## ENTRIES SUPPLIED:
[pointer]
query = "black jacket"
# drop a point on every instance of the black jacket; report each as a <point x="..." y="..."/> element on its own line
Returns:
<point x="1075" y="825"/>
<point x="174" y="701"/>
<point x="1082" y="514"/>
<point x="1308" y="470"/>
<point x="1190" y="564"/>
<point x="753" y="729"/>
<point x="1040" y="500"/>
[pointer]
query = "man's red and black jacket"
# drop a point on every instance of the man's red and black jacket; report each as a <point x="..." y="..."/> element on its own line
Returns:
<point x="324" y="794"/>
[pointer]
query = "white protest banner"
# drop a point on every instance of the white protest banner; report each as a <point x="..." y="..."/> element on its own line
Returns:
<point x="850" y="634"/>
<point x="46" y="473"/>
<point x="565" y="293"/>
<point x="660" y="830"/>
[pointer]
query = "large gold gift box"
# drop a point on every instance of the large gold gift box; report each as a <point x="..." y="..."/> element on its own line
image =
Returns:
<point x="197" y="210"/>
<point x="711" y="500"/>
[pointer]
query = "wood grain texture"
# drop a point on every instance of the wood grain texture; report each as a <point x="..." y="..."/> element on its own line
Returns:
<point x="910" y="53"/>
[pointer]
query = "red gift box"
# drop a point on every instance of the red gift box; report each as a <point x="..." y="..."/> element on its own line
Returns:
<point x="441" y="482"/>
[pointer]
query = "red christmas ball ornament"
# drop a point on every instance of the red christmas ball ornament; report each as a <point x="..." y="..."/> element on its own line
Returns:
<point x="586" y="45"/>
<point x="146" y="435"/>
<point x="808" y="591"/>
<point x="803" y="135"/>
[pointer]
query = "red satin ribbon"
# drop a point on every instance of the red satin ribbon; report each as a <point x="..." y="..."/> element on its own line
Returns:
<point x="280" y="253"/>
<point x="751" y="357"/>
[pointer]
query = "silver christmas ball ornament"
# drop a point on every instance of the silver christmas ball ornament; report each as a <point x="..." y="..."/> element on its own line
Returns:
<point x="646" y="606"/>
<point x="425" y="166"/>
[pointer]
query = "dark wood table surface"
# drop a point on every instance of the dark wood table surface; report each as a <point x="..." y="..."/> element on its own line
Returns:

## WHAT THE TASK ASKS:
Go through the material above, find each line with the string "gift", and copy it.

## ANSWER TO THE EXERCISE:
query = "large gold gift box"
# drop a point on every instance of the large gold gift box; report each as a <point x="..." y="..."/> element on its own line
query = "red gift box"
# drop a point on every instance of the red gift box; report each as a <point x="..." y="..."/> element on its own line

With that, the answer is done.